## Source text
'''

The fractionalization index a standard Herfindahl Index (\(F = 1 - \mathop \sum \nolimits_{i = 1}^{N} s_{i}^{2}\)), where s is the proportion of the group in the population and N is the total number of groups; this then gives the probability that any two people chosen randomly will belong to different ethnic groups). Although we have access to both the 2010 PSLM as well as the 1998 Census, we include fractionalization measures based only on 1998 data thereby providing a control for how past diversity levels in the district may have affected public goods provisioning. Table 3 summarizes the additional controls, highlighting that on average there are in excess of two ethnic groups per district (with a minimum of one and a maximum of five).

Table 3 Summary statistics—diversity controls.

4.4.4 Other Controls

We also considered adding several other controls such as the proportion of the population that has completed primary level of education for each district in 2010, the proportion of the district that was urban in both 2010 and 1998, as well as the supply of such public goods as roads and schools. All of these measures are expected to affect each region’s ability to effectively bargain with the state for goods provision, while also giving us a sense of the relative strength of the district’s labour market and/or level of development of the region which would factor into the state’s decision when supplying public services. However, we found that such developmental controls were highly correlated with past levels of gas provisioning within the district, and so were dropped.

'''

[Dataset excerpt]
'''

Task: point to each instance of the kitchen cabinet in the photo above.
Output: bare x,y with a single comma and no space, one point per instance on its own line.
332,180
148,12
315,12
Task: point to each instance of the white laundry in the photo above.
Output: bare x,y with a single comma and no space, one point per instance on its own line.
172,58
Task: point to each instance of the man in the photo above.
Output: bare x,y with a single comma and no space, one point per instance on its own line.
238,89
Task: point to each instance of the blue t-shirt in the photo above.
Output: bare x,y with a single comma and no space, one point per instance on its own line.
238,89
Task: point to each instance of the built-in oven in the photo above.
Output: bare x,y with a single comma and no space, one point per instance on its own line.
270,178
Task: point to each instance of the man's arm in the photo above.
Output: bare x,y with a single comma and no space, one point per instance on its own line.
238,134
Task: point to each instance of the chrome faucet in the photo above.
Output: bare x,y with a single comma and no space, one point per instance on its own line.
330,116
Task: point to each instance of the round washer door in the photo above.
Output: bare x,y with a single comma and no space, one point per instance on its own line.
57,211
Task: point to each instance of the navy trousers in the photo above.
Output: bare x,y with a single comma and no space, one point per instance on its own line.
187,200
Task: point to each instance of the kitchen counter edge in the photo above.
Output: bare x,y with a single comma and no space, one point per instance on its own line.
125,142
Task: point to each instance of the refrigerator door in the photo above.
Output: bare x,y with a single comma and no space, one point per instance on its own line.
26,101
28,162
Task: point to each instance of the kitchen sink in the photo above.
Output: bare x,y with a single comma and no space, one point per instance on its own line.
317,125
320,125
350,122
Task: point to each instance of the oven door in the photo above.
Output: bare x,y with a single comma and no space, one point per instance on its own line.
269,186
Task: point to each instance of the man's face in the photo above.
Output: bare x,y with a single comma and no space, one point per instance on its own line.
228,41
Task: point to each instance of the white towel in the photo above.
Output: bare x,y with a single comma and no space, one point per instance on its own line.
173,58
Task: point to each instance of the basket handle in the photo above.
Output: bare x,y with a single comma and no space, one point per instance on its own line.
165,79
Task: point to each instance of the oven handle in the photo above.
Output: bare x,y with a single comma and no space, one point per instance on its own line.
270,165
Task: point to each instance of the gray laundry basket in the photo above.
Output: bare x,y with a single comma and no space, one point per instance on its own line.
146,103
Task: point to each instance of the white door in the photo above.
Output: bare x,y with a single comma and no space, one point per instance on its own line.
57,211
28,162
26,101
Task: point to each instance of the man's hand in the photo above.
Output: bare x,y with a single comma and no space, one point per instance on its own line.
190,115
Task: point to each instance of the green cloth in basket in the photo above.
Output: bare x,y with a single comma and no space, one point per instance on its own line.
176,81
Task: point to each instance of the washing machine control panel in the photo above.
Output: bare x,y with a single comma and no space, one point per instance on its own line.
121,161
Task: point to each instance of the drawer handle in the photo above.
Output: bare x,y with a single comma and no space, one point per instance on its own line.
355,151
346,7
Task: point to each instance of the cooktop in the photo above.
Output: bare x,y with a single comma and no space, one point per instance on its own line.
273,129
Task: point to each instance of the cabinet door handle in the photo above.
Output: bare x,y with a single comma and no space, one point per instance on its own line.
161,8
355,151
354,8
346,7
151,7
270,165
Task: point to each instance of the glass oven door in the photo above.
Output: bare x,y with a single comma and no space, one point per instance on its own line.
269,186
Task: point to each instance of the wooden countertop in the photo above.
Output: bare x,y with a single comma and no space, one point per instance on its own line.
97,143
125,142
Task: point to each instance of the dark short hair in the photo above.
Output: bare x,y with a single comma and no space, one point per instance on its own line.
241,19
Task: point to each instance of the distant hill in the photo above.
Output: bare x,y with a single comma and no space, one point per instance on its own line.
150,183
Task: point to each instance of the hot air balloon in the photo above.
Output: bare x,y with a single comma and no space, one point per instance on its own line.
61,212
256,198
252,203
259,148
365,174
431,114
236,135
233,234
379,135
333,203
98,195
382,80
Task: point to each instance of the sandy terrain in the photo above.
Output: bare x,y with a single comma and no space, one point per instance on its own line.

'''

## Problem description
Write the next part of the passage about district controls for gas provisioning, starting after its last sentence. The items have nothing to do with the passage about district controls for gas provisioning.

## Answer for the task
5 Empirics

5.1 Trend in Inequality Measures

While the Burki et al. (2015) work provides a detailed look at time trends of several measures of vertical inequality in Pakistan, no work has as yet considered the trends in horizontal inequality in Pakistan. We focus our attention on documenting these trends in this section. In addition to noting the provincial and urban–rural trends in inequality for four time periods—1990,Footnote 11 1996, 2006, and 2013—we also consider ethnicity based inequality trends for 1996, 2006, and 2013. For this, we consider the six main ethnic groups in Pakistan corresponding to major languages—the Baloch, Muhajir, Pashtun, Punjabi, Seraiki, and Sindhis.

5.1.1 Education Inequality

Educational inequalities have long been a matter of policy concern in developing countries. Literature inspired by Sen (1980) views education as crucial for a person’s functioning and capacity to flourish, if not desirable in its own right. Memon (2013) suggests that human capital differences account for a significant share of the ethnic wage gap. Finally, as discussed in Sect. 1, a large literature finds that inequalities in human capital are correlated with inequalities in income and health.Footnote 12

There is much less agreement on how to measure inequality, though. While early attempts to measure inequality focused on years of education, this measure has been criticized because it ignores quality of schooling. A year of schooling in large cities in Pakistan like Karachi or Lahore for example, may not compare with a year of schooling in Baluchistan’s Noshki district, one of the country’s poorest areas. Andrabi et al. (2015), for example, suggest that variations in school quality within a district lead to a difference in children’s test scores (achievement is presumably a better measure of education than attainment).

Having noted this important criticism, we proceed with measuring inequality of attainment for two reasons. Firstly, since there is no nationally representative data set on test scores, we cannot measure inequality of achievement. Secondly, it seems reasonable to assume that the subaltern group, on average, would not only have a lower level of attainment but also less quality. Similarly, the dominant group, on average, could be expected to have not only a higher level of attainment but also quality. To that extent, inequality of attainment would be a lower bound for the inequality of achievement.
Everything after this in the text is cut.